[Pointing dataset excerpts]
· · · ·

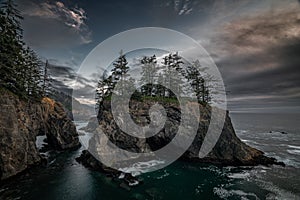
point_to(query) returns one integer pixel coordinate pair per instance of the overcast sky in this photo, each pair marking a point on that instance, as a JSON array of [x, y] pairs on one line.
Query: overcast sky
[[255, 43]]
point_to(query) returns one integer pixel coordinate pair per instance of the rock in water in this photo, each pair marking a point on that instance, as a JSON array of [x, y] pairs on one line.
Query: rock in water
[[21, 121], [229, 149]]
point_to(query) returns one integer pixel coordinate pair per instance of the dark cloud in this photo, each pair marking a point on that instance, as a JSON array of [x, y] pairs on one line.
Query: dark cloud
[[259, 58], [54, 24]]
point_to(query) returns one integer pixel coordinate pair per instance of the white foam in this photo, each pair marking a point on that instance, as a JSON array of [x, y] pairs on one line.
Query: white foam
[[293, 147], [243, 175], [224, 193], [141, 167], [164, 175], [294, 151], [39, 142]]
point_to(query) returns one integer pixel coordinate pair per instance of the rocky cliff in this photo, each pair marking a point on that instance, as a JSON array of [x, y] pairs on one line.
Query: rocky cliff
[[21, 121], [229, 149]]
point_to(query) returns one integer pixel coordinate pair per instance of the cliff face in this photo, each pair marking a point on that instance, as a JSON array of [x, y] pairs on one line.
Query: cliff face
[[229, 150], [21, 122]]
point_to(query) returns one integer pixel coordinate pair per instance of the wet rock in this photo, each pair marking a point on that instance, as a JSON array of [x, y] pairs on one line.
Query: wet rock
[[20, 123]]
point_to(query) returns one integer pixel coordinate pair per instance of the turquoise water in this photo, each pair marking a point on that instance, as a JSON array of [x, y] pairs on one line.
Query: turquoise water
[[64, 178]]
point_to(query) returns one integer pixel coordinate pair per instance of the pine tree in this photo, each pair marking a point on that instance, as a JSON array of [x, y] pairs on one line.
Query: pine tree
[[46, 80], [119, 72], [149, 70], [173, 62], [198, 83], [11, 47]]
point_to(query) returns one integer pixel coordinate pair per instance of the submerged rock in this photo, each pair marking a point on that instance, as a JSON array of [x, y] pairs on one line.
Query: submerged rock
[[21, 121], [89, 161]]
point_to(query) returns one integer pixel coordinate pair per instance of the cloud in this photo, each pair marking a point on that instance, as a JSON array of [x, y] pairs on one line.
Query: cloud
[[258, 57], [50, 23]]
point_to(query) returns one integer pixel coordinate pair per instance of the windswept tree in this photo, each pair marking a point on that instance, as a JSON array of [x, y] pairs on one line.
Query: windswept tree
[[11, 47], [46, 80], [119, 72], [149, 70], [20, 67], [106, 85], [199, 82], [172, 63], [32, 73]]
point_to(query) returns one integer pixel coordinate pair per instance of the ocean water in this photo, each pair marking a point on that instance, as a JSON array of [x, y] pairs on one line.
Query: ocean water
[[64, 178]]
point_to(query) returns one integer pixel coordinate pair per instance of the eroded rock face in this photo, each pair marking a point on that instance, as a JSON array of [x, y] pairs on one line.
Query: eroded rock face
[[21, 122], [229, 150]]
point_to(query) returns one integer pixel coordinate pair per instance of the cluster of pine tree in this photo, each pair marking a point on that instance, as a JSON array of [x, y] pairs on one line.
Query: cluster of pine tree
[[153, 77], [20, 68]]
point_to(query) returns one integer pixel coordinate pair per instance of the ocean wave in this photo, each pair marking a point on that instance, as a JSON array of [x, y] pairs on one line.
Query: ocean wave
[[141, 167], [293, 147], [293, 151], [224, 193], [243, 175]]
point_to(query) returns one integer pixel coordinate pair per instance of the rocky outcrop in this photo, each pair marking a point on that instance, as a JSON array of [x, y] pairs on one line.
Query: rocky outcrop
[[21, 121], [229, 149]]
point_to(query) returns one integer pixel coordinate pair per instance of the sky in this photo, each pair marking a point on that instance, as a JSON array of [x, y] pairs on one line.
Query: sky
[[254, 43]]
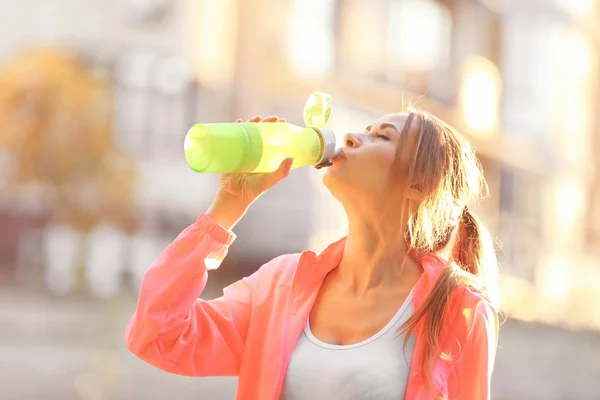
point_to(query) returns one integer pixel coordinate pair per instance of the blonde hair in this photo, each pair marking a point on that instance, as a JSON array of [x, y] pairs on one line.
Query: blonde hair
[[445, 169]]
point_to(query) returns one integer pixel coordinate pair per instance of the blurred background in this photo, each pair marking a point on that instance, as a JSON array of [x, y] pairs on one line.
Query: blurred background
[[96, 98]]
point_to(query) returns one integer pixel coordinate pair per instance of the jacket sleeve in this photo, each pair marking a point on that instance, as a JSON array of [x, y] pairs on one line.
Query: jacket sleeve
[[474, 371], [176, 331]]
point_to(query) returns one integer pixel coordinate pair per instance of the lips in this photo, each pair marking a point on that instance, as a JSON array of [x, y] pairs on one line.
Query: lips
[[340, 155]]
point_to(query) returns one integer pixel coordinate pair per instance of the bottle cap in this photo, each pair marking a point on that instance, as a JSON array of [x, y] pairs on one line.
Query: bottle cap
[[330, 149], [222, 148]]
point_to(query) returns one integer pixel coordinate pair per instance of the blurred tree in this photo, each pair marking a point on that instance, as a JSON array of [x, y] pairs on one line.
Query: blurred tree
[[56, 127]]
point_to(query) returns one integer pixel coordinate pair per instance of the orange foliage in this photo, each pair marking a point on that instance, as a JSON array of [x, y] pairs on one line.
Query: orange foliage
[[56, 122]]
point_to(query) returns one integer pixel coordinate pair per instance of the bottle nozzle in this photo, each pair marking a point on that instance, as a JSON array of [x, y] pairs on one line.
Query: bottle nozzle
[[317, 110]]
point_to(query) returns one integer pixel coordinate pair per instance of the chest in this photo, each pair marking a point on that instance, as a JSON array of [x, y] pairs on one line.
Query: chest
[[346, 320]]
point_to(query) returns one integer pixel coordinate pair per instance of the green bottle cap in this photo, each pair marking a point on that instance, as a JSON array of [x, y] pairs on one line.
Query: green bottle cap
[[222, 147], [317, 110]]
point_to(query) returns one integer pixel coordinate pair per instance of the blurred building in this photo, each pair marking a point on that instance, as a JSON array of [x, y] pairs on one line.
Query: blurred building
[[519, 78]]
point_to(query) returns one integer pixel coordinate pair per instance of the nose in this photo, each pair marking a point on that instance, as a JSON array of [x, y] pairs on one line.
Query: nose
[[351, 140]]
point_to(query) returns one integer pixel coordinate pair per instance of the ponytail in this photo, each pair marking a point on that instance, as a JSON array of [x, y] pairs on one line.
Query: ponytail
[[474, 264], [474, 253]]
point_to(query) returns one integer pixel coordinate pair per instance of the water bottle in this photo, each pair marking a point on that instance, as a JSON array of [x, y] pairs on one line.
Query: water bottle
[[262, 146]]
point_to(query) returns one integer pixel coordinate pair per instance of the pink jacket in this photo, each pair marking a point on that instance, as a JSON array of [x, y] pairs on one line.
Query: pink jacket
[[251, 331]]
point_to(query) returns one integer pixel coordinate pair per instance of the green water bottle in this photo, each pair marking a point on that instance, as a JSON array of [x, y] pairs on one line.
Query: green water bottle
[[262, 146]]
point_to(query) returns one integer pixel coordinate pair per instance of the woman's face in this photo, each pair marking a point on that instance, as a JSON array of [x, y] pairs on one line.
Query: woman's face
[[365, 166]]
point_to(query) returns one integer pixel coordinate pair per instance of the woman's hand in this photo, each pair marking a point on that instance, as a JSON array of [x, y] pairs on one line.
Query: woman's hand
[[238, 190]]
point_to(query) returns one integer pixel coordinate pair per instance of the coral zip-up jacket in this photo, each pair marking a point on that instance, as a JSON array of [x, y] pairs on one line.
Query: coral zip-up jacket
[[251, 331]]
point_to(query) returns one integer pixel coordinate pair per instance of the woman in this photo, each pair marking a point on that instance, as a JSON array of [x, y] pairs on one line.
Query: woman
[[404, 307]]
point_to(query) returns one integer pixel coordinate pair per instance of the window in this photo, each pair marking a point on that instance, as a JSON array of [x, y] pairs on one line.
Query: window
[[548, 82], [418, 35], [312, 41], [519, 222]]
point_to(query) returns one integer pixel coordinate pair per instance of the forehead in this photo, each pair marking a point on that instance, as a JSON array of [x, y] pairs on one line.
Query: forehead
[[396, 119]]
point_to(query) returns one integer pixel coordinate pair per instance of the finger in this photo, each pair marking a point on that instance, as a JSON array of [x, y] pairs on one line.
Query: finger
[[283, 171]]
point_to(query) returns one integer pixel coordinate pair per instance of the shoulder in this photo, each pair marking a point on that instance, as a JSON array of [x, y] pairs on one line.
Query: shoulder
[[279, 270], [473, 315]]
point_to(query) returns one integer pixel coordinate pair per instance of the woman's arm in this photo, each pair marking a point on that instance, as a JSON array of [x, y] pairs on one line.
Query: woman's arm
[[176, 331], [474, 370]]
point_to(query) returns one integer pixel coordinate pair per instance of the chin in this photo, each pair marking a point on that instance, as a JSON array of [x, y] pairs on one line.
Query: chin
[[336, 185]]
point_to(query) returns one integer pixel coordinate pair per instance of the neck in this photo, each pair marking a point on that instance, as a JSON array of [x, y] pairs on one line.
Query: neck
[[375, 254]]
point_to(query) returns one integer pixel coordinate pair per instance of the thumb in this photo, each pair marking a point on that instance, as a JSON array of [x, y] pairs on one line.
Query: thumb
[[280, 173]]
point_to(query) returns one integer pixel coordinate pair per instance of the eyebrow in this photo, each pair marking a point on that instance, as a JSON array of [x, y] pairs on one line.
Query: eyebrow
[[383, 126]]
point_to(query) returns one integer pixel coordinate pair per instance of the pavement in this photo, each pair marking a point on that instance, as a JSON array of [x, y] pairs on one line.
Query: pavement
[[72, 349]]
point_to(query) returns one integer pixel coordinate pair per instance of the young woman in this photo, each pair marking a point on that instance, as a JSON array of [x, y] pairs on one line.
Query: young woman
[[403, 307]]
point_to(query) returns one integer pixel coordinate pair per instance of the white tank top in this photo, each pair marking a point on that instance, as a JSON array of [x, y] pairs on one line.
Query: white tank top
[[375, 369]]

· · · ·

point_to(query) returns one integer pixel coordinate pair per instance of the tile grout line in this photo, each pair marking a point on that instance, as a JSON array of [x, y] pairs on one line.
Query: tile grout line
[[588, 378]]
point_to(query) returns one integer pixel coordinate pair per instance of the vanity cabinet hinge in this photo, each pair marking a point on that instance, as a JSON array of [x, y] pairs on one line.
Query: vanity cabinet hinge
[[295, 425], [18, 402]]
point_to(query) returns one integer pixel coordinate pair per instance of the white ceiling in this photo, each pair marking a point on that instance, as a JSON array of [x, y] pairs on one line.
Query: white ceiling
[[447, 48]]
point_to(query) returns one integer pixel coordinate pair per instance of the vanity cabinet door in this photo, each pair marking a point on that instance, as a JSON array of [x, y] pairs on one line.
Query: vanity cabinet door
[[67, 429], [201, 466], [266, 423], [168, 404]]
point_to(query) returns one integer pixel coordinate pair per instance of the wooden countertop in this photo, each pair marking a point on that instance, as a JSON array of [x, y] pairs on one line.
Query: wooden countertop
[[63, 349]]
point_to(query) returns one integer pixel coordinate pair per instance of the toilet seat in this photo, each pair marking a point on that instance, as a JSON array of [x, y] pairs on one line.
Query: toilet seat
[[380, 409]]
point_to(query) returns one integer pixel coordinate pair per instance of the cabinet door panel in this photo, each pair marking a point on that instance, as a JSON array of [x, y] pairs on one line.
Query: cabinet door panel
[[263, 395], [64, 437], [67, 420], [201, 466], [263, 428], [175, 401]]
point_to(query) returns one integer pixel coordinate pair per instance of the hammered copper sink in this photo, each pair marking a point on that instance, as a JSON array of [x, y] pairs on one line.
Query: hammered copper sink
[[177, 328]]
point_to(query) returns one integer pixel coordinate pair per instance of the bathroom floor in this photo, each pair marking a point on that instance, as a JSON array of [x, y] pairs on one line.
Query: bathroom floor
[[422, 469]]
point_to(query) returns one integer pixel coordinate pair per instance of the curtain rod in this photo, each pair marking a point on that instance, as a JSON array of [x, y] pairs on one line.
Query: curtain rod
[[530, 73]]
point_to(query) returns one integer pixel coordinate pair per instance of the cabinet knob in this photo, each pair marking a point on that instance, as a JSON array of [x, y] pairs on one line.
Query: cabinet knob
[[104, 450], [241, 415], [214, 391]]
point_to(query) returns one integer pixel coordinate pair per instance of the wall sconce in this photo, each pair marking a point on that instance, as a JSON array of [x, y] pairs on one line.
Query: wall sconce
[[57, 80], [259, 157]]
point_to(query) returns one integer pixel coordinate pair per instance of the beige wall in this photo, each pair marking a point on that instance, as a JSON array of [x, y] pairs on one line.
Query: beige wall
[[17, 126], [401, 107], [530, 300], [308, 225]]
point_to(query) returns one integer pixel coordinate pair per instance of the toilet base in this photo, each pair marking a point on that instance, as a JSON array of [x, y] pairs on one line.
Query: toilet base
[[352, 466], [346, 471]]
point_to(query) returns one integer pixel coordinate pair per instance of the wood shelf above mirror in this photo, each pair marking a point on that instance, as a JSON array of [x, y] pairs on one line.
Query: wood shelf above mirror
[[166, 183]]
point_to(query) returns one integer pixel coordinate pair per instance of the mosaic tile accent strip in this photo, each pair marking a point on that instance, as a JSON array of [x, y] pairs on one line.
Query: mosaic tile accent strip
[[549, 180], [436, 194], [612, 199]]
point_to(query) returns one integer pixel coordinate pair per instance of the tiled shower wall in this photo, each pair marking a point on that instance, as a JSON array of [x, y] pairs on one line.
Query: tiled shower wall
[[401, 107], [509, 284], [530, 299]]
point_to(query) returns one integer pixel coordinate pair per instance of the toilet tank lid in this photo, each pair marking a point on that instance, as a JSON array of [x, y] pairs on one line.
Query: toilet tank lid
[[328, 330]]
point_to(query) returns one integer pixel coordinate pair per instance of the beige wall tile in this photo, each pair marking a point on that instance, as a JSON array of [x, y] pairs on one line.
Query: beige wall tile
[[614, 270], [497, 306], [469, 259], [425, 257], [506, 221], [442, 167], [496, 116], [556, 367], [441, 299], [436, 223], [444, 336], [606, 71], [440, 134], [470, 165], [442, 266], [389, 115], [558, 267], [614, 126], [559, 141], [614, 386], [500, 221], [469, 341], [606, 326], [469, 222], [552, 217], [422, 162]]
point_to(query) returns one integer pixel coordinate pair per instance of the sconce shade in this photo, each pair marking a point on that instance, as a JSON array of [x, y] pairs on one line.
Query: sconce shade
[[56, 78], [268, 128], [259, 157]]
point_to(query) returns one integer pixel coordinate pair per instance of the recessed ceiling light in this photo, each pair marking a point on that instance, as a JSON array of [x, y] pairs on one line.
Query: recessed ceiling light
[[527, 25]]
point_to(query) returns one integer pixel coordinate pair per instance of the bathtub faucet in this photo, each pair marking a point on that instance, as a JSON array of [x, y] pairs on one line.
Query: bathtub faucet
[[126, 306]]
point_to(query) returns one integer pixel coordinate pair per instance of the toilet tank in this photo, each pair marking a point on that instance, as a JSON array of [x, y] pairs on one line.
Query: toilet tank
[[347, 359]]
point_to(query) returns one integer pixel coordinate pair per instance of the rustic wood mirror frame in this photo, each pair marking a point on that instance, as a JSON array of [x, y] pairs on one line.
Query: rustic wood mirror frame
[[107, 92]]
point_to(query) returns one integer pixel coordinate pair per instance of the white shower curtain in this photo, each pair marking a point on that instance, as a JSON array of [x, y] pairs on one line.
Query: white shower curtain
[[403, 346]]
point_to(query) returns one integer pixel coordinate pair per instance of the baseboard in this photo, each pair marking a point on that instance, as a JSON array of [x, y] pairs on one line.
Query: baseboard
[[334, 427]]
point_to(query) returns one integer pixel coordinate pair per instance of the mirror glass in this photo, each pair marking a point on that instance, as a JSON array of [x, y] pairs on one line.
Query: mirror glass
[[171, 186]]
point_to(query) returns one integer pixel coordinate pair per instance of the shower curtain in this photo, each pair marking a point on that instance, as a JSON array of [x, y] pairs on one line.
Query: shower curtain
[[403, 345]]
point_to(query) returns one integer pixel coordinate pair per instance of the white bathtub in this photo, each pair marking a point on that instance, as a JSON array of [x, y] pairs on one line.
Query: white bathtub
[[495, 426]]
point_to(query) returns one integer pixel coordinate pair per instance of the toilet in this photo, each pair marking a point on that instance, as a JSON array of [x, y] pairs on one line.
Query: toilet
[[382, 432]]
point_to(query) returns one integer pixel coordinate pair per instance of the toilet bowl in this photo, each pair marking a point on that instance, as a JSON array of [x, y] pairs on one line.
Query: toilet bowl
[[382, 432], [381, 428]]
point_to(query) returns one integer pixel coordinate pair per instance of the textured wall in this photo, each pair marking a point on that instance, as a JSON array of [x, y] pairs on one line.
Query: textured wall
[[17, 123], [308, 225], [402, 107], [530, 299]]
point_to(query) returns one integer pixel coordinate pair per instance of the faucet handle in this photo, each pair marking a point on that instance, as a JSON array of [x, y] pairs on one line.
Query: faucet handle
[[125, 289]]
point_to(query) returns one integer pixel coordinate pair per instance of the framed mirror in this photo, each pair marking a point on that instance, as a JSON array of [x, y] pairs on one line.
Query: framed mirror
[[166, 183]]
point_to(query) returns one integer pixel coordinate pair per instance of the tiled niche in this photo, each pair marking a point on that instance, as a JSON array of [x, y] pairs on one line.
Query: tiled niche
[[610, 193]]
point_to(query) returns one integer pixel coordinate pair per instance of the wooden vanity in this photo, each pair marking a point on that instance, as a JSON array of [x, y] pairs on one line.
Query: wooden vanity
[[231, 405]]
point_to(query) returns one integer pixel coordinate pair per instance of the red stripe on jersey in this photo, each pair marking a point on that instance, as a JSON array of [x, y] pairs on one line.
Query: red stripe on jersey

· · · ·

Edit the data between the lines holding "of the cluster" and "[[153, 77], [20, 68]]", inclusive, so that every "pine tree" becomes "pine trees", with nothing else changed, and return only those lines.

point_to(query) returns one integer pixel coordinate pair per instance of the cluster of pine trees in this photo, each pair marking a point on that instance, as a JSON array of [x, y] pairs on one line.
Query: cluster of pine trees
[[153, 77], [20, 68]]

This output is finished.